The scripts followed by Catholic and Protestant demoniacs and by the exorcists who tried to dispossess them were different. Catholic demoniacs, for example, were repulsed by the sacraments, especially the Eucharist, which is the most distinctive feature of Catholic sacramental culture. Protestant demoniacs on the other hand often reacted violently to hearing or even seeing a copy of the Bible, which was the foundation of Protestant faith. Catholic exorcists appealed to the Virgin Mary and other saints to help them expel the invasive demons, whereas Protestants, who emphasized the sovereignty of God to whom individuals prayed directly, left that task to God alone. Catholic demoniacs, especially young Catholic women, tended to display unconventional or prohibited sexual behaviour during their possessions, whereas Protestants, who did not believe in a hierarchy of moral offences, exhibited a wide range of sinful activities, including disobedience and playing cards. In more general terms, Catholics emphasized the innocence of demoniacs, whereas Protestants stressed their sinfulness. This helps explain why there were far more Catholic than Protestant demoniacs, since admitting one’s guilt might lead to the assumption that they were predestined to eternal damnation.
The incidence of demonic possession declined notably in the eighteenth and nineteenth centuries, but in the late twentieth century the number of reported cases increased dramatically. Celebrity exorcists in Italy, Poland, and Latin America have been in large part responsible for this increase. The demoniacs who have flocked to these exorcists have not, however, displayed many of the classic symptoms of possession. They have not, for example vomited pins or blasphemed. In most cases they have been plagued by medical or psychological problems and have sought the assistance of exorcists who promised to cure them. The early modern period of Western history, the main period with which my book deals, remains ‘the golden age’ of demonic possession.

□ □ □ □ □

§ TASK A
Say whether each statement agrees with the passage on demonic possession, answering yes or no and quoting the deciding words: (i) Protestant demoniacs often reacted violently to seeing a copy of the Bible; (ii) Protestant exorcists called on saints to help expel demons; (iii) demoniacs of the late twentieth century commonly vomited pins.
§ TASK B
List every place the passage on demonic possession names as home to the celebrity exorcists behind the late twentieth-century rise in cases.
§ TASK C
In the passage on demonic possession, what period is called "the golden age" of demonic possession?

□ □ □ □ □

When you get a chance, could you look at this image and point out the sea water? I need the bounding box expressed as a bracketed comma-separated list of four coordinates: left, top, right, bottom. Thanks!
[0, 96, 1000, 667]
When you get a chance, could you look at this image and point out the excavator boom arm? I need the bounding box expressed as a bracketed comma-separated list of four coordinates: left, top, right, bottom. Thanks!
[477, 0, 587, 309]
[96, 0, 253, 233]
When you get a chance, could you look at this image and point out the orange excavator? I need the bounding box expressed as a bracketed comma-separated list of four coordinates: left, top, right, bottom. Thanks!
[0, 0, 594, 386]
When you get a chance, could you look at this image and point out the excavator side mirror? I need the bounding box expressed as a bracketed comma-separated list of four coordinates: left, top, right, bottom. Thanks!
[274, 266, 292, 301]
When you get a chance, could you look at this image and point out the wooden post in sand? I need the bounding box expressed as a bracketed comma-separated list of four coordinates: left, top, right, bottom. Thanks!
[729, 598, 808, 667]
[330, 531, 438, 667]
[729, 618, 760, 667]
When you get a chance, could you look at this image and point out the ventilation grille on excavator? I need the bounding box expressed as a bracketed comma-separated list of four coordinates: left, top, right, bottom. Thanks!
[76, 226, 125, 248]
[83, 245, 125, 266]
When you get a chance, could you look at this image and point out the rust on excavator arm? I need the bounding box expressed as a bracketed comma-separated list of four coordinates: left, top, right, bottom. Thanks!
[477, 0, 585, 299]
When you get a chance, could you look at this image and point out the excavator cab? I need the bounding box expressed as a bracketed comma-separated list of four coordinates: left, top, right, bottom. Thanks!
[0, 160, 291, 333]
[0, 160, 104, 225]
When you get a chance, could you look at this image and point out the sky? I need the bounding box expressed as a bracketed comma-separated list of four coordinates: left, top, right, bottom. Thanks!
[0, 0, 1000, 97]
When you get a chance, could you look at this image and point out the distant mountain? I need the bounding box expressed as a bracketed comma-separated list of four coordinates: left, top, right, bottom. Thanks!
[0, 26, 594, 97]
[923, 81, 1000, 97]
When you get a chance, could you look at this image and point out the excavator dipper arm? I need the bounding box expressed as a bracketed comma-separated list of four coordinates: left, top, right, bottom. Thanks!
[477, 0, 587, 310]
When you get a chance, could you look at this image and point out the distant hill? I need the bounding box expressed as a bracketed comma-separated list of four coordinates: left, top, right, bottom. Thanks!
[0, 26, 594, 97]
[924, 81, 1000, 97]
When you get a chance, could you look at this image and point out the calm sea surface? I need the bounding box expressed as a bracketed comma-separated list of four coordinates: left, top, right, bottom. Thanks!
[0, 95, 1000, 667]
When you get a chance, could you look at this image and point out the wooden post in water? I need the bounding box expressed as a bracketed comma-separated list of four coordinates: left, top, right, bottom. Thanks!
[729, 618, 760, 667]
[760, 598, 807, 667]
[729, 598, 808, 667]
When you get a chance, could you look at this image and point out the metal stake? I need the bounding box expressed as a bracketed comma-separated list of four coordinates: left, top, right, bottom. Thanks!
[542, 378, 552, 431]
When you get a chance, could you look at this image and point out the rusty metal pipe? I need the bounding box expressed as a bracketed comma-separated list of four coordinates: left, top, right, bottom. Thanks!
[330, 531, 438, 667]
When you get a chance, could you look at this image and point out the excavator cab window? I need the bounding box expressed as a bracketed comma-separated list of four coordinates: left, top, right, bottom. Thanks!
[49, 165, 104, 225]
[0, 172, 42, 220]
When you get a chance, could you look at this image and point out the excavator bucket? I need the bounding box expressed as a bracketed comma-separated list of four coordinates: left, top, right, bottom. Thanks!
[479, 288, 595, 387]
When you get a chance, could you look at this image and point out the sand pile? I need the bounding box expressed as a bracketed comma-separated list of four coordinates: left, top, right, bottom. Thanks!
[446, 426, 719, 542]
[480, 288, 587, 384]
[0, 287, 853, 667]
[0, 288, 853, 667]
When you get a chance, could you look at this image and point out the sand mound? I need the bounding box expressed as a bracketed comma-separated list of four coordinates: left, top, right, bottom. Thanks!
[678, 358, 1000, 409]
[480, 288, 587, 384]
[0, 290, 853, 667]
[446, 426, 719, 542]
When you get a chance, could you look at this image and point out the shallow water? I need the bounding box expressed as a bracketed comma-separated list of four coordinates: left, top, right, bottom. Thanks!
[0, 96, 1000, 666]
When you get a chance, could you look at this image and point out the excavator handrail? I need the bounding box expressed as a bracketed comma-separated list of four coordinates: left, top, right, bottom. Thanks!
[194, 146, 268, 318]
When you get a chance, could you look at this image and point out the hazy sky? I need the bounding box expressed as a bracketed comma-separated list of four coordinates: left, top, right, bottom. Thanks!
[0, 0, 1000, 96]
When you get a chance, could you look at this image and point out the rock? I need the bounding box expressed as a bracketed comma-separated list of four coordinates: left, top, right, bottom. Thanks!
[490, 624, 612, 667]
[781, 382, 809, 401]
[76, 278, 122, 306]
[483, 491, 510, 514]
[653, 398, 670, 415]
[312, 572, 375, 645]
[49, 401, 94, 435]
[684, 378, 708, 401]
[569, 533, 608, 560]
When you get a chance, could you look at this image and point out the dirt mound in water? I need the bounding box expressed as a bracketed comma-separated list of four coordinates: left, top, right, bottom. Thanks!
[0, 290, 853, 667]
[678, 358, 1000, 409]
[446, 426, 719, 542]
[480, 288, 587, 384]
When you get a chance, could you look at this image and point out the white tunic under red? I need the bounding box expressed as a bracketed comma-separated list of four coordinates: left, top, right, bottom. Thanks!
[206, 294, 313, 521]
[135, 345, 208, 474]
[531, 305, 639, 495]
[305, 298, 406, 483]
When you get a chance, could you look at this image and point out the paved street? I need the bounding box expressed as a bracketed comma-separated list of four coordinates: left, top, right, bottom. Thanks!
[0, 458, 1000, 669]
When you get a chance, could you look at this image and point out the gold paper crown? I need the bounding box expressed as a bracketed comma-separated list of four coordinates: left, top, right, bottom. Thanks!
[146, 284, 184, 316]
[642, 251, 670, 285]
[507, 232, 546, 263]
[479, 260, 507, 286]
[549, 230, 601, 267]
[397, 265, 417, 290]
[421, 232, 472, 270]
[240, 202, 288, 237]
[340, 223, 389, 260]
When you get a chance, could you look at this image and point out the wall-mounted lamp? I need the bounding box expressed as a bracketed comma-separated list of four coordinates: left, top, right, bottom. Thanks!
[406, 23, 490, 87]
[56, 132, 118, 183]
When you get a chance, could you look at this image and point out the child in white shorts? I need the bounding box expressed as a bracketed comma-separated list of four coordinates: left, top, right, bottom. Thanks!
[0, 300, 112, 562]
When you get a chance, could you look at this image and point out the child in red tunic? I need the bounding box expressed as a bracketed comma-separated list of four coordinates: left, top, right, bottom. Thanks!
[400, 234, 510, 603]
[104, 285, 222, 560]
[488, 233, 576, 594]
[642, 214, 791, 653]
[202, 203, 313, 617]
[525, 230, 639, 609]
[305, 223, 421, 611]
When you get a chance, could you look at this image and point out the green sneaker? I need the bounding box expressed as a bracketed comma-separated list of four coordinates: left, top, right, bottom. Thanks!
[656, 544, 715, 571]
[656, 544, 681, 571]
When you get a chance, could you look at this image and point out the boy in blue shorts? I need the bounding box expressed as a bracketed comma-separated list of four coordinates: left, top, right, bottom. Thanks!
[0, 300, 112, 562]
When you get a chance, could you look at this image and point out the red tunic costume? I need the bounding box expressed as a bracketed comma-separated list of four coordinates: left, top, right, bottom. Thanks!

□ □ □ □ □

§ WRITTEN SOLUTION A
(i) Yes: "Protestant demoniacs on the other hand often reacted violently to hearing or even seeing a copy of the Bible"
(ii) No: "Protestants, who emphasized the sovereignty of God to whom individuals prayed directly, left that task to God alone"
(iii) No: "They have not, for example vomited pins or blasphemed."

§ WRITTEN SOLUTION B
Italy, Poland, Latin America

§ WRITTEN SOLUTION C
The early modern period of Western history.